This is the first time I'm using the fft function and I'm trying to plot the frequency spectrum of a simple cosine function:
f = cos(2*pi*300*t)
The sampling rate is 220500. I'm plotting one second of the function f.
Here is my attempt:
time = 1;
freq = 220500;
t = 0 : 1/freq : 1 - 1/freq;
N = length(t);
df = freq/(N*time);
F = fftshift(fft(cos(2*pi*300*t))/N);
faxis = -N/2 / time : df : (N/2-1) / time;
plot(faxis, real(F));
grid on;
xlim([-500, 500]);
Why do I get odd results when I increase the frequency to 900Hz? These odd results can be fixed by increasing the x-axis limits from, say, 500Hz to 1000Hz. Also, is this the correct approach? I noticed many other people didn't use fftshift(X) (but I think they only did a single sided spectrum analysis).
Thank you.
Here is my response as promised.
The first or your questions related to why you "get odd results when you increase the frequency to 900 Hz" is related to the Matlab's plot rescaling functionality as described by #Castilho. When you change the range of the x-axis, Matlab will try to be helpful and rescale the y-axis. If the peaks lie outside of your specified range, matlab will zoom in on the small numerical errors generated in the process. You can remedy this with the 'ylim' command if it bothers you.
However, your second, more open question "is this the correct approach?" requires a deeper discussion. Allow me to tell you how I would go about making a more flexible solution to achieve your goal of plotting a cosine wave.
You begin with the following:
time = 1;
freq = 220500;
This raises an alarm in my head immediately. Looking at the rest of the post, you appear to be interested in frequencies in the sub-kHz range. If that is the case, then this sampling rate is excessive as the Nyquist limit (sr/2) for this rate is above 100 kHz. I'm guessing you meant to use the common audio sampling rate of 22050 Hz (but I could be wrong here)?
Either way, your analysis works out numerically OK in the end. However, you are not helping yourself to understand how the FFT can be used most effectively for analysis in real-world situations.
Allow me to post how I would do this. The following script does almost exactly what your script does, but opens some potential on which we can build . .
%// These are the user parameters
durT = 1;
fs = 22050;
NFFT = durT*fs;
sigFreq = 300;
%//Calculate time axis
dt = 1/fs;
tAxis = 0:dt:(durT-dt);
%//Calculate frequency axis
df = fs/NFFT;
fAxis = 0:df:(fs-df);
%//Calculate time domain signal and convert to frequency domain
x = cos( 2*pi*sigFreq*tAxis );
F = abs( fft(x, NFFT) / NFFT );
subplot(2,1,1);
plot( fAxis, 2*F )
xlim([0 2*sigFreq])
title('single sided spectrum')
subplot(2,1,2);
plot( fAxis-fs/2, fftshift(F) )
xlim([-2*sigFreq 2*sigFreq])
title('whole fft-shifted spectrum')
You calculate a time axis and calculate your number of FFT points from the length of the time axis. This is very odd. The problem with this approach, is that the frequency resolution of the fft changes as you change the duration of your input signal, because N is dependent on your "time" variable. The matlab fft command will use an FFT size that matches the size of the input signal.

----------

EXERCISE TASK A :: Retype the FFT thread excerpt between "You calculate a" and "the input signal.", inclusive.

----------

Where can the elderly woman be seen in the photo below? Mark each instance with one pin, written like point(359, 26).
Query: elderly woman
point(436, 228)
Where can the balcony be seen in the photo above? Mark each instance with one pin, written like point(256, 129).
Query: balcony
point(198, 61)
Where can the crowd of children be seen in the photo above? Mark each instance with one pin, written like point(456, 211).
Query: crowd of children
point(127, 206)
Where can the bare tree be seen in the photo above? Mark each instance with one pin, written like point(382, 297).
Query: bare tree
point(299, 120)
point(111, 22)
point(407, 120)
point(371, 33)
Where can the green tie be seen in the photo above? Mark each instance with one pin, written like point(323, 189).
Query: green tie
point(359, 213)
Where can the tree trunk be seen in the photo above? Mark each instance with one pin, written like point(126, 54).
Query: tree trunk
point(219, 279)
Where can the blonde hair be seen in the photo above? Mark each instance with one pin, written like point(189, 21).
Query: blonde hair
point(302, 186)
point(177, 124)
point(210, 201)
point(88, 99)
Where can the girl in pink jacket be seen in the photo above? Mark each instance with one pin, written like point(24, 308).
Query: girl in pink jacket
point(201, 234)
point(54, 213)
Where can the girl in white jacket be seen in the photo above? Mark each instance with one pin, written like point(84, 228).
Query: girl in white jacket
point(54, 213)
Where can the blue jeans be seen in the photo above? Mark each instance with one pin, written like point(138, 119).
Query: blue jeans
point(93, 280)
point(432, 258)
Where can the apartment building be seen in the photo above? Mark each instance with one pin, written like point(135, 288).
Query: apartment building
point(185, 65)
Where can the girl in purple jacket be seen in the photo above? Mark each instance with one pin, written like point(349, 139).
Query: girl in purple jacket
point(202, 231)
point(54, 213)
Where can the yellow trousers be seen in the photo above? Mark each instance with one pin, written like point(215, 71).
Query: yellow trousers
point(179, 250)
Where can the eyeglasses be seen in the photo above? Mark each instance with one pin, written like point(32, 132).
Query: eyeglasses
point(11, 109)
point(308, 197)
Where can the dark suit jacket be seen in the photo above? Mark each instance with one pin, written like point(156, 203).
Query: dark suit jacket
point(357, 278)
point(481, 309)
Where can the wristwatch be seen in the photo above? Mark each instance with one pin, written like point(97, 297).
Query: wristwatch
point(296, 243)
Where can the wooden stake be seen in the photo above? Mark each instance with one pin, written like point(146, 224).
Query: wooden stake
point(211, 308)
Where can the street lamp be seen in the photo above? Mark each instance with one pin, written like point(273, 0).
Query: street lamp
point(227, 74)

----------

EXERCISE TASK B :: Reproduce only the lines of the entries between the lines holding "Where can the girl in white" and "point(432, 258)", inclusive, with "blue jeans" swapped for "denim trousers" and everything else unchanged.

FULL ANSWER A ::
You calculate a time axis and calculate your number of FFT points from the length of the time axis. This is very odd. The problem with this approach, is that the frequency resolution of the fft changes as you change the duration of your input signal, because N is dependent on your "time" variable. The matlab fft command will use an FFT size that matches the size of the input signal.

FULL ANSWER B ::
Where can the girl in white jacket be seen in the photo above? Mark each instance with one pin, written like point(84, 228).
Query: girl in white jacket
point(54, 213)
Where can the denim trousers be seen in the photo above? Mark each instance with one pin, written like point(138, 119).
Query: denim trousers
point(93, 280)
point(432, 258)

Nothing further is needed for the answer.